- _PROBLEM STATEMENT_
Please update everything from the line containing "BATCH SPEC — Class: floor air vent" down to the line containing "380 172 591 367" in the records below, changing "brick" to "stone" and leaving the rest as it is. Return only those lines.

——

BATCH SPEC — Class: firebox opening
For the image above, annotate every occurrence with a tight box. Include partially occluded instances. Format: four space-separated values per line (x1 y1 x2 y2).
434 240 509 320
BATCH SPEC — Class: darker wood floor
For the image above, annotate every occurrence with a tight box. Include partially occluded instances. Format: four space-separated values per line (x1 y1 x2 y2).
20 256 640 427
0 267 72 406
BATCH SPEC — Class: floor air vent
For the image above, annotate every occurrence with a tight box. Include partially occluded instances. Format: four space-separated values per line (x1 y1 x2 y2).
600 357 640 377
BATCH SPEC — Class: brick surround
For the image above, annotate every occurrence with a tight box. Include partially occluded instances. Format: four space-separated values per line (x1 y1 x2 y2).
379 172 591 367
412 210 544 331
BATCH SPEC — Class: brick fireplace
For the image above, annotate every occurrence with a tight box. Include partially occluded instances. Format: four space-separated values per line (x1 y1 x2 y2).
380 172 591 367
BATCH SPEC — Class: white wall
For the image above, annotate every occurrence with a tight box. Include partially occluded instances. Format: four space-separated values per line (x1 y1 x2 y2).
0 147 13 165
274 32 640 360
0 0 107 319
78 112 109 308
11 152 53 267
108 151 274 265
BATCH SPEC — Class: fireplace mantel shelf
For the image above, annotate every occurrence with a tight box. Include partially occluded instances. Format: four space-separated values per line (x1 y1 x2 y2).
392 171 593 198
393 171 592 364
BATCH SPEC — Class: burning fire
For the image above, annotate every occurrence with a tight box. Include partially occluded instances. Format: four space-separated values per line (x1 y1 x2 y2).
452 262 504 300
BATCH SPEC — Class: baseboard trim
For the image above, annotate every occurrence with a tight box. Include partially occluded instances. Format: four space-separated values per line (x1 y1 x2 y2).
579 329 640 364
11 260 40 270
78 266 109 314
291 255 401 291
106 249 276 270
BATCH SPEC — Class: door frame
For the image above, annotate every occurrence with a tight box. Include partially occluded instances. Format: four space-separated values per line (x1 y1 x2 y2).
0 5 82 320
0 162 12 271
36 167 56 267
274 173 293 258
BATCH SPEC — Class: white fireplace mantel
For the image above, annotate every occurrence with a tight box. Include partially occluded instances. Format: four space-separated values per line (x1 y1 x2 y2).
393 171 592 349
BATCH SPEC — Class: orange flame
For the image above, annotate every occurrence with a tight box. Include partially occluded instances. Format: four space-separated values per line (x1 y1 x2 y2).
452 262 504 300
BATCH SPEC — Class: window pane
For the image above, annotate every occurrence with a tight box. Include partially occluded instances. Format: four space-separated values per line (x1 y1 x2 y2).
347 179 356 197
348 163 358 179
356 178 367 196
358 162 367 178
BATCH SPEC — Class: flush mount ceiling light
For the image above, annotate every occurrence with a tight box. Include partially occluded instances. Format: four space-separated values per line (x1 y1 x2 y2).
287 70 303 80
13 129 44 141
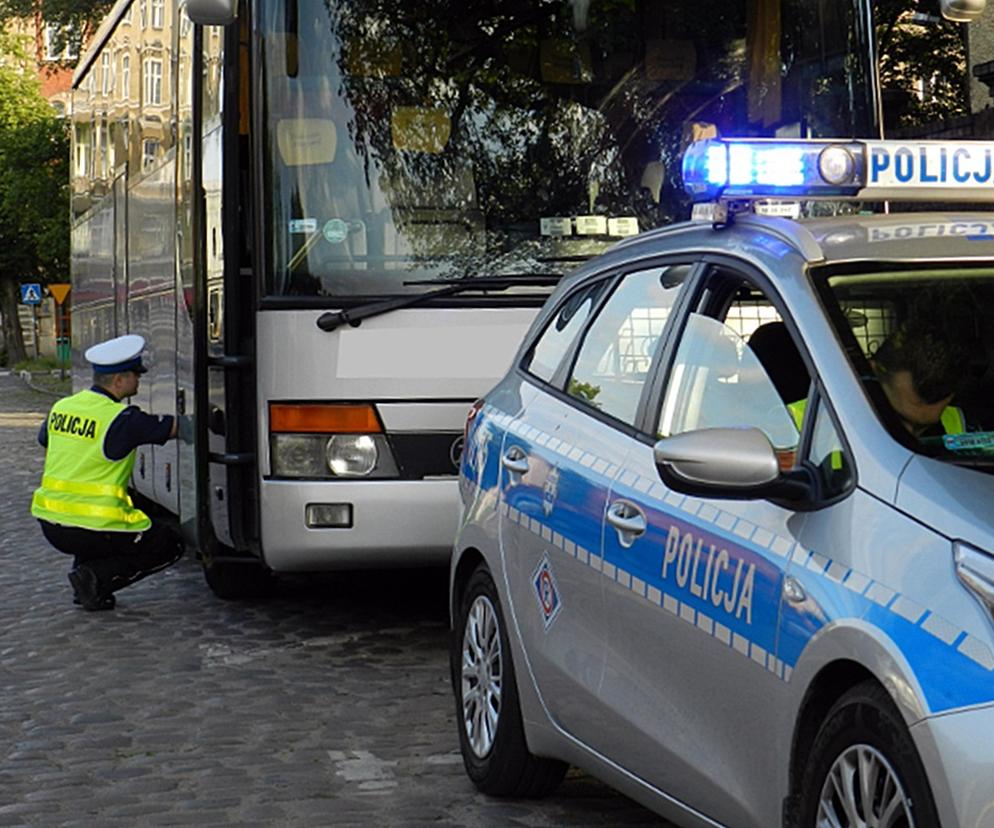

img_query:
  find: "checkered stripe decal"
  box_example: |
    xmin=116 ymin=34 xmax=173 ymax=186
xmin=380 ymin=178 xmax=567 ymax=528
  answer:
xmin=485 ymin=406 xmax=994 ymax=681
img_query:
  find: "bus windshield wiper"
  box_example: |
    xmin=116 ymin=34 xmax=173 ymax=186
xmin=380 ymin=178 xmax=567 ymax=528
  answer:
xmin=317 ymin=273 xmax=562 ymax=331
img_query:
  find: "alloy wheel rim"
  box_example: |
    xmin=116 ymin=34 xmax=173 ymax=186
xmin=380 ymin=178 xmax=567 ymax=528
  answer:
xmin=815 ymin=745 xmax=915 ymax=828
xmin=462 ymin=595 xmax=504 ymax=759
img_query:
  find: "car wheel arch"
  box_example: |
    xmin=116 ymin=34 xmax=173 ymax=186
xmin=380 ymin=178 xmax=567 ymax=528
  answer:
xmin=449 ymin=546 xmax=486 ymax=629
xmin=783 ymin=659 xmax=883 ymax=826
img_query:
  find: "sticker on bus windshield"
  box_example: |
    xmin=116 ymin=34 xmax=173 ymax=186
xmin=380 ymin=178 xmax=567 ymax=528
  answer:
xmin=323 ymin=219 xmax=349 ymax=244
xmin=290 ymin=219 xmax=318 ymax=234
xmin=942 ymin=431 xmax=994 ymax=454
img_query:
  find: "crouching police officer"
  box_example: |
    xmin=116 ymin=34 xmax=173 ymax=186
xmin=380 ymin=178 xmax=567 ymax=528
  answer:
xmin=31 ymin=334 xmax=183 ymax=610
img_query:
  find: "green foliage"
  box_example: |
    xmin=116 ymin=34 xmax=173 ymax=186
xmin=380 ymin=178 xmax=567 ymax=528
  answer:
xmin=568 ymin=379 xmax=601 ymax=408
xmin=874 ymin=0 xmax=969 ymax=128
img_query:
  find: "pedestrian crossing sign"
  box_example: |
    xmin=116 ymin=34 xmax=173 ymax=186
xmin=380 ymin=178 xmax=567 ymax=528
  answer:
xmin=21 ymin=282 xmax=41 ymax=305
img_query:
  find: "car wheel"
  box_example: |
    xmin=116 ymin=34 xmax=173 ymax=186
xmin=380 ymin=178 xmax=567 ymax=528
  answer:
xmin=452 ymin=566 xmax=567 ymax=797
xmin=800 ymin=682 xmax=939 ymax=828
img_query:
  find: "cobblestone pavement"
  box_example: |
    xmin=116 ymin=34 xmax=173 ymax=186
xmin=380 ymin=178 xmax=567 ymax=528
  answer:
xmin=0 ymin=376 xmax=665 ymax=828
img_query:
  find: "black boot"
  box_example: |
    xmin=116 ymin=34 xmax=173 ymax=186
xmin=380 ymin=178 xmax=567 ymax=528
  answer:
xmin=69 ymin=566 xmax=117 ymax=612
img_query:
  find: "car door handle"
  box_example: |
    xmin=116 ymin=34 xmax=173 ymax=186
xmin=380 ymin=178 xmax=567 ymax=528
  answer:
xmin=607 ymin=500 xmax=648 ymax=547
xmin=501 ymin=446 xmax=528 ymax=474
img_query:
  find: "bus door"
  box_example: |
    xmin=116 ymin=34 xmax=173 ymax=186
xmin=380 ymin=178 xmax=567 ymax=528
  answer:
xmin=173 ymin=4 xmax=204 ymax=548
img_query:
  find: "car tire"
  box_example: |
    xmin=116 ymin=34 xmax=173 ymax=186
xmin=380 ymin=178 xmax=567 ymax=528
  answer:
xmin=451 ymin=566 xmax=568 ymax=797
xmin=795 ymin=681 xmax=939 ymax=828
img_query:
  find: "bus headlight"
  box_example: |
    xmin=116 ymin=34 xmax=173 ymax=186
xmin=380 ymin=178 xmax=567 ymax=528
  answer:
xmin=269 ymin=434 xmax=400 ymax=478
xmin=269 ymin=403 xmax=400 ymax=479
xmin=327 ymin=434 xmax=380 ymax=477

——

- _RESULT OF THIS EXERCISE_
BATCH SPEC — Class: floor air vent
For the image above, annotate every occurrence with a tight box. Include partially occluded instances. Format: four space-separated values per line (x1 y1 x2 y2).
600 357 640 377
BATCH SPEC — Class: stone surround
For the image above, annotate every occurrence with a tight box. Include partially occluded instances. Format: four space-separated values per line (x1 y1 x2 y2).
379 172 591 367
412 210 544 331
BATCH SPEC — Class: stone fireplace
For the image above, annotate every occurrence with a tight box. Include partially occluded instances. Format: four space-separated values per line (x1 y1 x2 y2).
380 172 591 367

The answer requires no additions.